* Task statement
With the images removed, repeat the data below exactly.

(Point annotations for photos)
## begin

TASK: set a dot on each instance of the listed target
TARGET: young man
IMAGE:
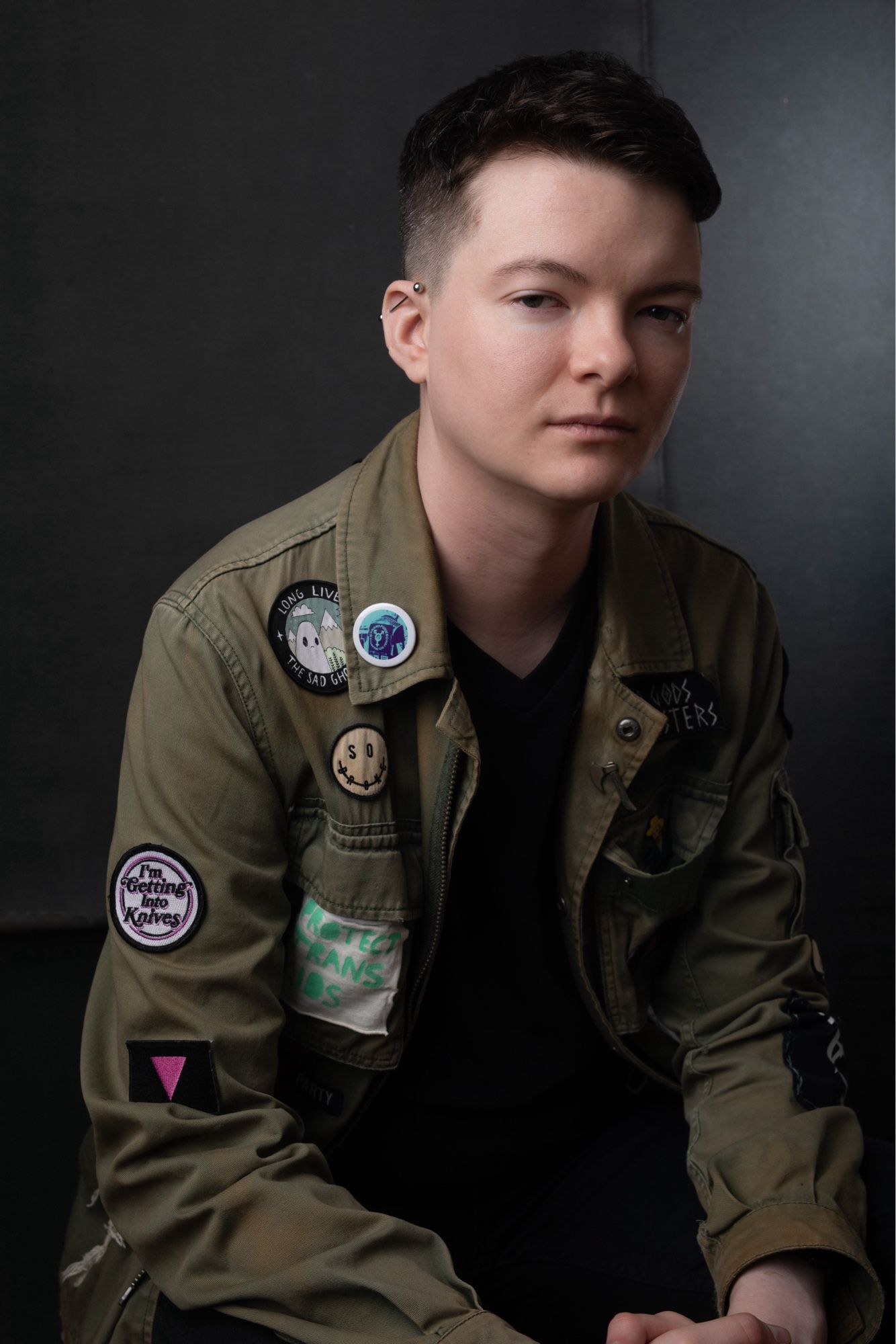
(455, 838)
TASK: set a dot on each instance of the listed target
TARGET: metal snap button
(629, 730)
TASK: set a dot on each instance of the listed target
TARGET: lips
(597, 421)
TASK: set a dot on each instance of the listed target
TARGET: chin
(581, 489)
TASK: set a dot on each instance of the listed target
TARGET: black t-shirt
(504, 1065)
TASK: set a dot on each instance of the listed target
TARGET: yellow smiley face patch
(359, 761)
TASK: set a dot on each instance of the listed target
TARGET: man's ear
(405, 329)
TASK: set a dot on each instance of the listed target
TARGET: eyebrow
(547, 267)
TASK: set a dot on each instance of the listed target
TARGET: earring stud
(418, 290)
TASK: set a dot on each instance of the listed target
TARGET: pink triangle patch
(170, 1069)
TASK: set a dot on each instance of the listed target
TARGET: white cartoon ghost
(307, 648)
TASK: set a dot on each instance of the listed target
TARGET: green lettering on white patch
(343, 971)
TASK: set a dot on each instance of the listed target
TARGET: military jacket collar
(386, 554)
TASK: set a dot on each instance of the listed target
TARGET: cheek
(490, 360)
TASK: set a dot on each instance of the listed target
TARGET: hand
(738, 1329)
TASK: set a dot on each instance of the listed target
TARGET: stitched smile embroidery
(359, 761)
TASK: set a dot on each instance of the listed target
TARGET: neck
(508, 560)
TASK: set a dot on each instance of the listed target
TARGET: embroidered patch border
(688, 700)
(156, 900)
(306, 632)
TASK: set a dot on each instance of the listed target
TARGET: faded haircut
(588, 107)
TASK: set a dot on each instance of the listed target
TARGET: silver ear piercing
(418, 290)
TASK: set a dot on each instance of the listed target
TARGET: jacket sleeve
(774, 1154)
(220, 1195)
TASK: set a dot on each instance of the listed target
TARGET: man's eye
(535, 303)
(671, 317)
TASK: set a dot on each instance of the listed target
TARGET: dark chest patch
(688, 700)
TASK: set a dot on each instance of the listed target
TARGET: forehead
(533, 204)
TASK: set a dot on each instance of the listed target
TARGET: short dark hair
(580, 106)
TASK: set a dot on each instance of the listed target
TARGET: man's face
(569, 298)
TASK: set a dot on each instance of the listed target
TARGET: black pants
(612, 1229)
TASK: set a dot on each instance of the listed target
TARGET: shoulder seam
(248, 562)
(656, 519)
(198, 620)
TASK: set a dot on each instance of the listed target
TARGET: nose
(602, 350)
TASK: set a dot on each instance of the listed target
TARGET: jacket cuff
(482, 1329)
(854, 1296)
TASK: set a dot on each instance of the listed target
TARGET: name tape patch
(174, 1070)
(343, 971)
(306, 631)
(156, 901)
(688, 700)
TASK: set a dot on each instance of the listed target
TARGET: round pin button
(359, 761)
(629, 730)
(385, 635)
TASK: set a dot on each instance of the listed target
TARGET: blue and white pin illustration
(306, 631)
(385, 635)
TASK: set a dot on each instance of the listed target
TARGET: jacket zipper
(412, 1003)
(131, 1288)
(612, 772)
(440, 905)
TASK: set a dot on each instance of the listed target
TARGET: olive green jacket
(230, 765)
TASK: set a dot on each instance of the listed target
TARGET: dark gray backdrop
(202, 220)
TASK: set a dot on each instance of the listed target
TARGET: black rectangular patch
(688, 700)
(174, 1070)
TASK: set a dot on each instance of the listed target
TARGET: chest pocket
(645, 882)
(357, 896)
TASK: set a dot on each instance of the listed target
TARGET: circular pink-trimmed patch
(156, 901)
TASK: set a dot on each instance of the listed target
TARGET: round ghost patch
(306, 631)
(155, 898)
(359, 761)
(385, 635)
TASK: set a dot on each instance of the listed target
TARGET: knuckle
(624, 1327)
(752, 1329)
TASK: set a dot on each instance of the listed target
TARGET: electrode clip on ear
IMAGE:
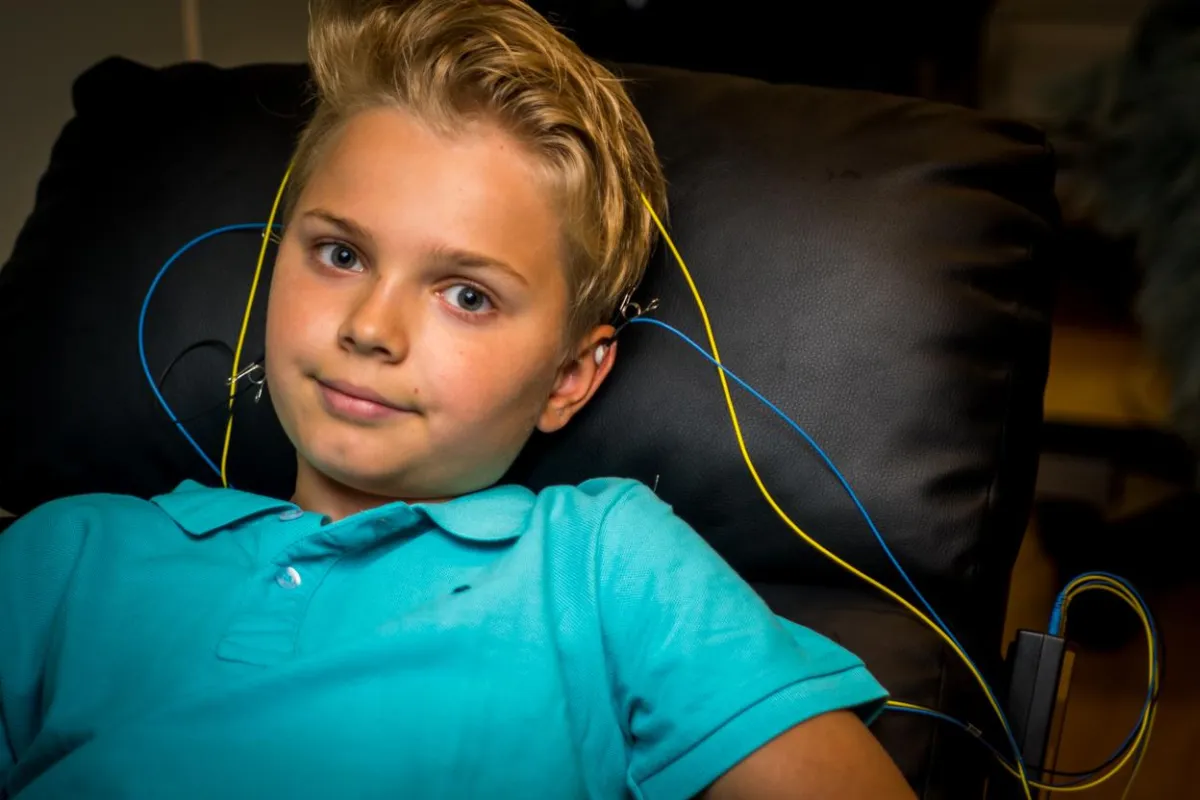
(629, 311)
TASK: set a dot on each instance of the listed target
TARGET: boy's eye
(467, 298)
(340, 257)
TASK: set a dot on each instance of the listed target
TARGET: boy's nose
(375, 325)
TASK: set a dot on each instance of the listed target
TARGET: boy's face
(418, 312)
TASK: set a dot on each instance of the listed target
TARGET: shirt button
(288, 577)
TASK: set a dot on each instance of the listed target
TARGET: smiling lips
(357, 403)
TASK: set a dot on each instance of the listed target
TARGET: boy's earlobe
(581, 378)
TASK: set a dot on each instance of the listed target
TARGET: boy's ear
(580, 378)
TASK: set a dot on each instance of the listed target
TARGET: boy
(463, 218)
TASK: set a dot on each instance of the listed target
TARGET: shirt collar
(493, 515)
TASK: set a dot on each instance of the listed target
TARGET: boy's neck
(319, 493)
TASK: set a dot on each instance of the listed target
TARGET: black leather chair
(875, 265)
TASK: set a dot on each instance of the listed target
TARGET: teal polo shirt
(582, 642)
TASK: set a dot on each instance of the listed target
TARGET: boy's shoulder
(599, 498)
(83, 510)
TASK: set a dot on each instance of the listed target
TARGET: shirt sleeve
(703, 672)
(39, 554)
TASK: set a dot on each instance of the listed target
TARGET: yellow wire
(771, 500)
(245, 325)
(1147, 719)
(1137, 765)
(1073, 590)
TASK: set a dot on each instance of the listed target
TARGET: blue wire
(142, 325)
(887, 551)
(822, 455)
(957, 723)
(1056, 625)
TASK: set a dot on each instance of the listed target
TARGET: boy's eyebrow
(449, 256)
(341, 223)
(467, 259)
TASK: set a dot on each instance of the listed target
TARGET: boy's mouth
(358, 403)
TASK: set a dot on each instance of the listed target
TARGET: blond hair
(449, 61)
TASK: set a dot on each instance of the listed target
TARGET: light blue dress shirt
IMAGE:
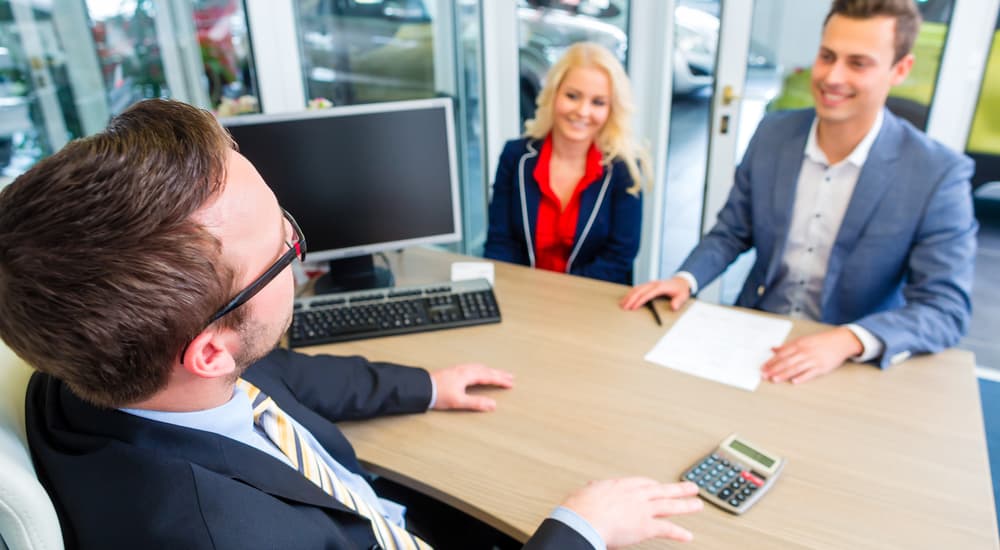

## end

* Answer to this problem
TASK: set a dot on each instance of the listed target
TARGET: young man
IMAGE:
(455, 838)
TASK: set a dot on each instance of the listed target
TARGET: metal snap button
(629, 730)
TASK: set a dot on each instance of the listed target
TARGET: lips
(597, 421)
TASK: set a dot on each instance of the listed target
TARGET: chin
(581, 489)
TASK: set a dot on each instance of the listed target
TARGET: black t-shirt
(504, 1065)
TASK: set a dot on each instance of the listed target
TARGET: yellow smiley face patch
(359, 761)
TASK: set a dot on each instance of the listed target
TARGET: man's ear
(405, 329)
TASK: set a dot on each instance of the listed target
TARGET: eyebrow
(547, 267)
TASK: set a dot on each instance of the listed target
TARGET: earring stud
(418, 290)
TASK: set a dot on each instance of the listed target
TARGET: pink triangle patch
(170, 1069)
TASK: set a dot on each instance of the listed target
TARGET: white cartoon ghost
(307, 648)
TASK: set a dot on each instance of the listed target
TARGET: green lettering on white patch
(343, 971)
TASK: set a dot on each instance of the listed target
TARGET: military jacket collar
(386, 554)
TASK: set a dot on each instance of the listed target
TARGET: cheek
(490, 360)
TASK: set a dot on each instance of the listed target
TARGET: hand
(738, 1329)
TASK: set a dot on each instance of the listed target
TARGET: stitched smile embroidery
(359, 761)
TASK: set a dot on each instance of the listed target
TARGET: neck
(508, 560)
TASK: set a dot on each instance of the listed target
TARGET: embroidered patch border
(688, 700)
(156, 900)
(306, 632)
TASK: set a dot on each instance of the listed target
TARGET: faded haircut
(588, 107)
TASK: set a dot on each instance of the listed target
TARGET: silver ear piercing
(418, 290)
TASK: set a dot on each instance of the listed target
TARGET: jacket sleeve
(774, 1154)
(220, 1195)
TASK: set a dot on each instance of the listed target
TARGET: man's eye
(535, 303)
(671, 317)
TASK: set a dot on each instance of the listed target
TARGET: dark chest patch
(688, 700)
TASK: set a dot on each instance of the listed target
TARGET: forehead
(533, 204)
TASK: set a dot on each instance of the listed target
TARGET: short dark hair
(580, 106)
TASK: set a dot on each instance of the listed target
TARGET: man's face
(569, 298)
TASK: set a dot on each instance of the listed target
TARGET: black pants
(612, 1229)
TASK: set a dot on each instance of the listed target
TARGET: shoulder seam
(248, 562)
(656, 519)
(198, 620)
TASK: set a dot on each instance of the listed target
TARGET: nose
(602, 350)
TASK: set a dot on each instance of the listed target
TARGET: jacket cuff
(482, 1329)
(854, 1296)
TASK: set a dot on each instance of the listed target
TARGET: name tape patch
(174, 1070)
(343, 971)
(306, 631)
(156, 901)
(688, 700)
TASK: set a dot on each instance of the listed target
TARGET: round pin button
(359, 761)
(629, 730)
(385, 635)
TASK: set a dot on each instance of the listed target
TARGET: blue and white pin illustration
(306, 631)
(385, 635)
TASK: set a dot on each instance of the listed target
TARGET: jacket zipper
(412, 1003)
(131, 1288)
(612, 772)
(440, 905)
TASK: set a dot on each instance of the listed target
TARGET: olive green jacket
(230, 765)
TASK: set a dot on each instance of the listed target
TARGET: dark gray backdrop
(202, 220)
TASK: set a dot on each instance of the listed target
TARGET: black rectangular patch
(688, 700)
(174, 1070)
TASK: set a dot on each instance of the listed target
TARGET: chest pocket
(645, 882)
(357, 896)
TASK: set a dot on each instance of the listed target
TARGET: circular pink-trimmed patch
(156, 901)
TASK: set a dot on each instance of the listed target
TARGET: round ghost patch
(306, 631)
(155, 898)
(359, 761)
(385, 635)
TASK: set a dot on each instance of the listed target
TARGET: knuckle
(624, 1327)
(752, 1329)
TASK: set a dot on each instance of the listed target
TARGET: electrode clip on ear
IMAGE:
(629, 311)
TASK: set a dot on each instance of the listed target
TARGET: boy's eye
(467, 298)
(340, 257)
TASK: set a dot on each instance of the listed target
TARGET: boy's nose
(375, 325)
TASK: set a dot on each instance of the listed target
TARGET: boy's face
(418, 312)
TASK: set a dot on each instance of the listed target
TARGET: shirt button
(288, 577)
TASK: set a dot on each instance of the listed target
TARGET: smiling lips
(357, 403)
TASK: set a dot on each instance of the listed target
TARGET: boy's earlobe
(581, 378)
TASK: set a dot on each instance of the listed target
TARGET: boy's ear
(580, 378)
TASK: set a dot on each instance of the listed target
TARGET: boy
(463, 218)
TASK: set a dot on each instance of the listed target
TARGET: shirt collar
(493, 515)
TASK: set a dot on each instance of the listed target
TARGET: boy's neck
(319, 493)
TASK: set a dot on each instance of the listed target
TARGET: black leather chair
(875, 265)
TASK: set a dot on each instance of the listed target
TARGET: teal polo shirt
(582, 642)
TASK: set a dot on each instance of the listed target
TARGET: boy's shoulder
(599, 498)
(83, 510)
TASK: set a dot on each instance of the listed target
TARGET: shirt sleeve
(703, 672)
(39, 554)
TASK: set a dot on each instance of the listed target
TARGET: yellow wire
(771, 500)
(245, 325)
(1147, 719)
(1137, 765)
(1073, 590)
TASK: set a dot on each instance of the listed target
TARGET: blue wire
(142, 325)
(887, 551)
(822, 455)
(957, 723)
(1056, 625)
TASK: set a dot on each instance of the listed target
TARGET: boy's eyebrow
(449, 256)
(341, 223)
(467, 259)
TASK: set a dot on each instance of the listed target
TARGET: boy's mouth
(358, 403)
TASK: set a dot on each instance of the listed target
TARGET: blond hair
(449, 61)
TASK: set a dot on each instance of the listed target
TARGET: light blue dress shirt
IMAGE:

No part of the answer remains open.